STUDY TEXT:
☆ ☆ ☆ ☆ ☆ ☆ ☆

THE BLOG
11/20/2013 10:30 am ET | Updated Jan 25, 2014

Falling Like Dominoes: Support For Coal From the UK Comes To An End

First it was President Obama, standing before the American people at Georgetown University in June, telling us that it was time to act on climate. As one of the pillars of the climate action plan, President Obama pledged to end public financing for coal projects overseas, except in very specific situations. This was later backed up by a declaration by the Treasury Department.

Next, five Nordic countries came out with a similar plan, calling for an end to throwing money away on dangerous coal projects.

Multilateral development banks were the next to announce that they would no longer be investing in coal projects overseas. The World Bank released its new energy strategy, and and then the European Investment Bank piggybacked. Just like dominoes, public support for coal has been falling all across the world.

And today we found out that the UK's public financing for coal is the next domino to teeter over.

At the Warsaw Climate Change Conference (COP 19) this morning, UK climate secretary Ed Davey announced that the UK would end international financing for coal projects except in exceptional circumstances.

☆ ☆ ☆ ☆ ☆ ☆ ☆

(Records from a dataset)
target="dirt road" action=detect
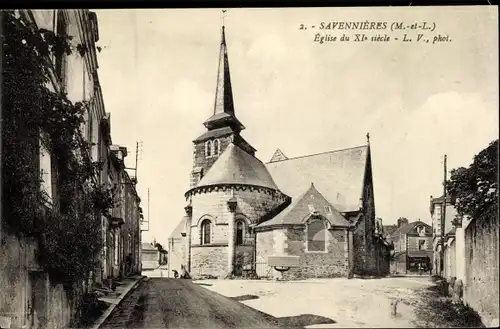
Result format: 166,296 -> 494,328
101,278 -> 329,328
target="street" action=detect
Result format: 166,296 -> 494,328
101,278 -> 292,328
101,277 -> 446,328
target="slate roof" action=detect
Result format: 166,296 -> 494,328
170,217 -> 186,239
266,145 -> 369,212
141,242 -> 157,250
196,143 -> 279,190
391,220 -> 432,236
269,149 -> 288,162
383,224 -> 398,236
193,127 -> 234,142
257,184 -> 349,227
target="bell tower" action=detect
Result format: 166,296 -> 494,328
190,25 -> 256,187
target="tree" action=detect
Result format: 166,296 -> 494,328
446,139 -> 498,218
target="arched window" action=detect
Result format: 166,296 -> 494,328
213,139 -> 220,155
236,221 -> 245,246
205,141 -> 212,158
307,217 -> 327,251
201,219 -> 211,244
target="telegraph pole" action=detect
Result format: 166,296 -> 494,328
439,154 -> 447,276
0,10 -> 3,246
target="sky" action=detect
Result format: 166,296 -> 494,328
96,6 -> 499,245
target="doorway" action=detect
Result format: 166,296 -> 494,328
25,271 -> 47,329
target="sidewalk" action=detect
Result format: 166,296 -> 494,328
90,275 -> 145,329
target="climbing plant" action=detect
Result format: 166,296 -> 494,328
0,11 -> 114,283
446,139 -> 498,218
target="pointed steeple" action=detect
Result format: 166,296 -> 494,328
214,26 -> 234,116
204,26 -> 245,132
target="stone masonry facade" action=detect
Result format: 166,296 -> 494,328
190,186 -> 283,277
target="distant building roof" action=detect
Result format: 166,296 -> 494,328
196,143 -> 279,190
258,184 -> 349,227
266,145 -> 369,212
141,242 -> 156,250
170,217 -> 186,239
391,220 -> 432,236
269,149 -> 288,162
384,224 -> 398,236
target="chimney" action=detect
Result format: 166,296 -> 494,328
398,217 -> 408,228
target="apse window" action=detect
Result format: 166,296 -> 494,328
307,218 -> 327,252
236,221 -> 245,246
418,240 -> 425,250
201,219 -> 211,244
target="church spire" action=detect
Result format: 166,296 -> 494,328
204,25 -> 245,132
214,25 -> 234,116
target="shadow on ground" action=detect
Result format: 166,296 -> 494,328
277,314 -> 336,328
229,295 -> 260,302
228,295 -> 337,328
193,282 -> 213,287
415,278 -> 485,328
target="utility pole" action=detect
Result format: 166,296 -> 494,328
439,154 -> 447,276
0,10 -> 3,246
125,142 -> 142,184
141,188 -> 149,232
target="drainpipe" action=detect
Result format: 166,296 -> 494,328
344,227 -> 351,279
184,196 -> 193,273
227,188 -> 238,275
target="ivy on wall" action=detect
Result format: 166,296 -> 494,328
446,139 -> 498,219
1,11 -> 114,284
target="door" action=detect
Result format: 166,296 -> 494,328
25,271 -> 47,329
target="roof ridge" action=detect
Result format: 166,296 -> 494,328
230,141 -> 265,165
265,145 -> 368,164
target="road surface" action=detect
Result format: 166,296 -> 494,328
101,278 -> 318,329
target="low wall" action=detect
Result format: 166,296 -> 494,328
464,211 -> 499,326
0,235 -> 77,329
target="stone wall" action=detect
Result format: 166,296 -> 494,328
443,239 -> 456,279
464,213 -> 499,326
167,238 -> 187,277
283,228 -> 347,279
191,134 -> 233,186
0,235 -> 78,328
191,187 -> 288,276
257,228 -> 348,279
191,245 -> 228,278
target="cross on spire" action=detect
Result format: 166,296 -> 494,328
221,9 -> 227,28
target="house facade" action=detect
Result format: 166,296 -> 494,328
169,28 -> 389,278
388,221 -> 434,274
0,9 -> 140,329
430,196 -> 457,275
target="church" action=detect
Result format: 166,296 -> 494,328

☆ ☆ ☆ ☆ ☆ ☆ ☆

EXERCISES:
**1.** Answer these questions from the blog post on public support for coal, one line per answer, marked like the questions:
(a) Where did President Obama speak in June?
(b) How many Nordic countries came out with a plan similar to Obama's?
(c) Who announced the end of the UK's international financing for coal, and at what conference?
**2.** For each statement, decide whether the blog post on public support for coal supports it. Answer yes or no and quote the deciding words from the post.
(a) A declaration by the Treasury Department backed up Obama's pledge.
(b) The UK will end international financing for coal projects with no exceptions.
(c) The UK announcement was made in the evening.
**3.** Continue the blog post on public support for coal from the point where it ends.

RESPONSES BY TASK:
**1.**
(a) Georgetown University.
(b) Five.
(c) UK climate secretary Ed Davey, at the Warsaw Climate Change Conference (COP 19).

**2.**
(a) Yes: "This was later backed up by a declaration by the Treasury Department."
(b) No: "except in exceptional circumstances"
(c) No: "At the Warsaw Climate Change Conference (COP 19) this morning"

**3.**
This is a bad sign for coal but a great sign for our health, our climate, and our planet. Burning coal emits toxic pollution into the air that leads to health problems like asthma and cancer. It also releases toxic mercury that rains down onto rivers and streams and contaminates the fish that we eat. Coal burning is also responsible for nearly one-third of U.S. carbon emissions--the air pollution that is the main contributor to climate disruption.

Finally, this reality is catching on. Governments and financial institutions are facing the reality that coal kills, and our future and our children's future depend on transitioning away from the dirty and dangerous fuel.

This is worth celebrating, and it's not the last domino to fall. The European Bank for Reconstruction and Development, another multilateral development bank, should be the next to change its energy strategy and cut off spending on dangerous coal projects. It has become clear that coal is not a sound or safe investment, and finally we're putting our money where our mouth is.